▶ EXERCISE TASK
Go to the line that contains "the yellow hatched" and extract it along with every line after it, exactly, through the end of the data below.

▶ DATA FOR PROCESSING
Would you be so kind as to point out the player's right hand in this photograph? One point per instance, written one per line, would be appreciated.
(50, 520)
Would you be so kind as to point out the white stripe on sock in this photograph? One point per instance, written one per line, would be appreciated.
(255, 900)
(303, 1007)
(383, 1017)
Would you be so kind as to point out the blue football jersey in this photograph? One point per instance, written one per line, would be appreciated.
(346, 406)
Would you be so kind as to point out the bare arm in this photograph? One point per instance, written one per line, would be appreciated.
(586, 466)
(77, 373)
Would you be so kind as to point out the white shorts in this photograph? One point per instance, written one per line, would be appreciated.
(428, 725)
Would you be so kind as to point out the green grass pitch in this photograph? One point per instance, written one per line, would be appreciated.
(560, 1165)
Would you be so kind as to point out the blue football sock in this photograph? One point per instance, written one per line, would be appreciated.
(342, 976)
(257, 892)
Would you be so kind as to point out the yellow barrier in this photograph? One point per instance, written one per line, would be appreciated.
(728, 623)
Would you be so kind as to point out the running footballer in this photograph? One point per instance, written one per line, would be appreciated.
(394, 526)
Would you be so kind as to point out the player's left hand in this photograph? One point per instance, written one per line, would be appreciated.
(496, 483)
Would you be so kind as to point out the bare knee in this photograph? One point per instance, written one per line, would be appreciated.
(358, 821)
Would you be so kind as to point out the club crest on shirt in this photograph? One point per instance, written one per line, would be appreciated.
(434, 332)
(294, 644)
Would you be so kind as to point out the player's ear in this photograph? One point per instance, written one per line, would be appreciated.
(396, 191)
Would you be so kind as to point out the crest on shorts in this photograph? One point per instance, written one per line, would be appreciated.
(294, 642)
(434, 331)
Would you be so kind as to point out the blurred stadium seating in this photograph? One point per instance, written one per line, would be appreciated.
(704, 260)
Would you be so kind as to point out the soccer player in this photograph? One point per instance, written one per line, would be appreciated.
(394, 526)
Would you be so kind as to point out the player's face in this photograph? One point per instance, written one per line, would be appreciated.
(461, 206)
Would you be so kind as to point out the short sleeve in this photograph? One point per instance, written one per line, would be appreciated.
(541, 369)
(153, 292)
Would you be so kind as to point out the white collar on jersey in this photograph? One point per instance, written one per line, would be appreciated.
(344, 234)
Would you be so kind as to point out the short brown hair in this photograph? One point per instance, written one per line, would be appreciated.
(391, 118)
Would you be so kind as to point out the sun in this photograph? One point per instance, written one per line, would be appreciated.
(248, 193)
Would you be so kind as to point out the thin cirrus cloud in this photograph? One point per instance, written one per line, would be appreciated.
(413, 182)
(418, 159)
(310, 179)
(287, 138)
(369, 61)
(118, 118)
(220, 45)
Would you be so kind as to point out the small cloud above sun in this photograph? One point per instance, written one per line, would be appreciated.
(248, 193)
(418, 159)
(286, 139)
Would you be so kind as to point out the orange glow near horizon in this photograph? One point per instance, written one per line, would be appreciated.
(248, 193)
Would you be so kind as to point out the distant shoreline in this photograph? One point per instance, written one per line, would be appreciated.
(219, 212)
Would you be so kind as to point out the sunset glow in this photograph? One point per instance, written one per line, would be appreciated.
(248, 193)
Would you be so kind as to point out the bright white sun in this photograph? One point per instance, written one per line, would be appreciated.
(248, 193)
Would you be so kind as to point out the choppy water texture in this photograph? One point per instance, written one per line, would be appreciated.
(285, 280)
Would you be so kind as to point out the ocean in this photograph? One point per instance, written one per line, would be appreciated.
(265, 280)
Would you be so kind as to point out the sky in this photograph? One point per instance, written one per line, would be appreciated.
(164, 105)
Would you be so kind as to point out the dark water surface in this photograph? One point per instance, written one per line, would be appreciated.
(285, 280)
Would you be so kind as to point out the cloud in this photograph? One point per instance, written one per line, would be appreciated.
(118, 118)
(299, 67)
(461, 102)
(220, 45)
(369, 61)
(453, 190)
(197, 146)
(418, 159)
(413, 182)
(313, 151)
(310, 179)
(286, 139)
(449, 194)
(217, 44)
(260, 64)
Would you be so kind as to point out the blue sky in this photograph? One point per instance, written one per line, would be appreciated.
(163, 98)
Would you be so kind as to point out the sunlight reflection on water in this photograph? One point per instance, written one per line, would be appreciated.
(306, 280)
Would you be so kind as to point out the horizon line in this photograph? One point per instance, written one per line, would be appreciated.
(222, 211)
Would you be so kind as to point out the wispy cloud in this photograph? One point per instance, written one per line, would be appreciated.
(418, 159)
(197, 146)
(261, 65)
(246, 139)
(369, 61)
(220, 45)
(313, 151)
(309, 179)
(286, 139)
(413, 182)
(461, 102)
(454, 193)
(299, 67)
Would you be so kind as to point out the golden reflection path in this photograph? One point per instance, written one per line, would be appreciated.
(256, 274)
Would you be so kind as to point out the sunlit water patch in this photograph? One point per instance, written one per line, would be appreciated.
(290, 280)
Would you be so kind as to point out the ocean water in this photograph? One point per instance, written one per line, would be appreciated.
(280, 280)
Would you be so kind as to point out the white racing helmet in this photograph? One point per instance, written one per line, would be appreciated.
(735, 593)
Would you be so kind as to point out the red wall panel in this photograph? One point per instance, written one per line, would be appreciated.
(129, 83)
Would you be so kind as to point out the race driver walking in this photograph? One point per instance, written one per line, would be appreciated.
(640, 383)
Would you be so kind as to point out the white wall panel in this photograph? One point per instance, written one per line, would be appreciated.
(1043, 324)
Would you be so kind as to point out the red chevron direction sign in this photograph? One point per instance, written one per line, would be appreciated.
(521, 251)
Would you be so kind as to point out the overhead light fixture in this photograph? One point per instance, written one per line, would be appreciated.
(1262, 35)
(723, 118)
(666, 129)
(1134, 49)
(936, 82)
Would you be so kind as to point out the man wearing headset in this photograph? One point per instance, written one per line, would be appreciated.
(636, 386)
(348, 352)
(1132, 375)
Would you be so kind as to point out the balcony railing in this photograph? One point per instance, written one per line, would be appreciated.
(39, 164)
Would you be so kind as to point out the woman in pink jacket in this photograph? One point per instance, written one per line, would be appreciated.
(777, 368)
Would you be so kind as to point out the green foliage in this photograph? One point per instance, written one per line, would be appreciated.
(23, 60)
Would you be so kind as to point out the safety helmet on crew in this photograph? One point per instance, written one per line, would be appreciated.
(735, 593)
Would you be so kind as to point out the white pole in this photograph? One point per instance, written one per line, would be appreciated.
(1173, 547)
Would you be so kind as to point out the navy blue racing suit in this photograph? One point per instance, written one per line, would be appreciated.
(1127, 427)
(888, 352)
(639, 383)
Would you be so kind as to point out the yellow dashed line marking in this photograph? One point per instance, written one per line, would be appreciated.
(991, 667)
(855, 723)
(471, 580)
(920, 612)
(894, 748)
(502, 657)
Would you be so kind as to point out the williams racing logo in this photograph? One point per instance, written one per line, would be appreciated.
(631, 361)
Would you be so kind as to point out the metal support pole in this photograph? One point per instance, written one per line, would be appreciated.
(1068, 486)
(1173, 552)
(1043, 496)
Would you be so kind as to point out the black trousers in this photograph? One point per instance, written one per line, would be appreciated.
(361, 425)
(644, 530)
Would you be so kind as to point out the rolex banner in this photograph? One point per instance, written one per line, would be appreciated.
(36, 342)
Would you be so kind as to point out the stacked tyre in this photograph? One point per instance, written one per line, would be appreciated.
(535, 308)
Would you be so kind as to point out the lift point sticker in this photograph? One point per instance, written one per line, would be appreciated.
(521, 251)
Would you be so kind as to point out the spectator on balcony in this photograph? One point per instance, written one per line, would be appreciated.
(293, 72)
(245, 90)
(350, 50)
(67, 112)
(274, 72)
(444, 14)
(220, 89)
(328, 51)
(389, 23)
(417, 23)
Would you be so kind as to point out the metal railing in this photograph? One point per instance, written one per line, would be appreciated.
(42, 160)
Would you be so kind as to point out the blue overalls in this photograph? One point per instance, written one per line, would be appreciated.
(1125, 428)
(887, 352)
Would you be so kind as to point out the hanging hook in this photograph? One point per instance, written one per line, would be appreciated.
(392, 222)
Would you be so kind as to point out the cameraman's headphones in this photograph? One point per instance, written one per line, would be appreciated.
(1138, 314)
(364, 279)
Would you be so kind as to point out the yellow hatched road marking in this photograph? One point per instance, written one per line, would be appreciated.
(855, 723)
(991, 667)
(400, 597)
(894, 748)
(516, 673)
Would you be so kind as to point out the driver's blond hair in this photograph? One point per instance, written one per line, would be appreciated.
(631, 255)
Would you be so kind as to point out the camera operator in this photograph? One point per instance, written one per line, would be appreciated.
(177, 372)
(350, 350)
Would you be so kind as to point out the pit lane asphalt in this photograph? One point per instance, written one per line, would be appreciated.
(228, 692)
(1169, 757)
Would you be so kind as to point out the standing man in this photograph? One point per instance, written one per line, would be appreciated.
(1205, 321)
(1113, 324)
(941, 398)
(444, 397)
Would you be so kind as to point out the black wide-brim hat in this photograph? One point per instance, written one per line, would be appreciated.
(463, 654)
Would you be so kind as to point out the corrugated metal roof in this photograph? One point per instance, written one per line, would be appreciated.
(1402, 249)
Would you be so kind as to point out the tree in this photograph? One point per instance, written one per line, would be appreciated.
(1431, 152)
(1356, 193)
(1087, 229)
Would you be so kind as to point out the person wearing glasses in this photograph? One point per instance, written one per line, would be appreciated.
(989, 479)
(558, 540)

▶ RESULT OF THIS EXERCISE
Would you be so kind as to point out the yellow hatched road marking in this photograph? One point per instance, written one per line, would be appreciated.
(855, 723)
(991, 667)
(400, 597)
(894, 748)
(516, 673)
Would you be so kind as to point out the driver's blond hair in this photograph? One point per instance, written one per line, would be appreciated.
(631, 255)
Would you be so kind as to point out the camera operator in this photograph? One point per instance, written one per line, would be appreciated.
(177, 372)
(350, 350)
Would you be so kind as to point out the pit lane asphalt in this photograph? One point per instance, written one per line, would be appreciated.
(228, 692)
(1169, 757)
Would you be so kind as to point out the standing man in this photograph? One point per instance, written one per line, would be appreciated.
(1205, 321)
(1113, 324)
(941, 398)
(444, 397)
Would you be so kind as to point out the black wide-brim hat in this photograph? One point per instance, written one per line, would be appreciated.
(463, 654)
Would you be so kind as to point out the corrugated metal roof in this photograph? One point per instance, written one per line, would be appreciated.
(1402, 249)
Would you be so kind as to point out the tree in this photograph? One point per instance, written one per line, would be appreciated.
(1431, 152)
(1356, 193)
(1087, 229)
Would you be so kind as to point out the person wearing glasses in this photograph? One point per instance, written one per line, would be appreciated.
(989, 479)
(558, 540)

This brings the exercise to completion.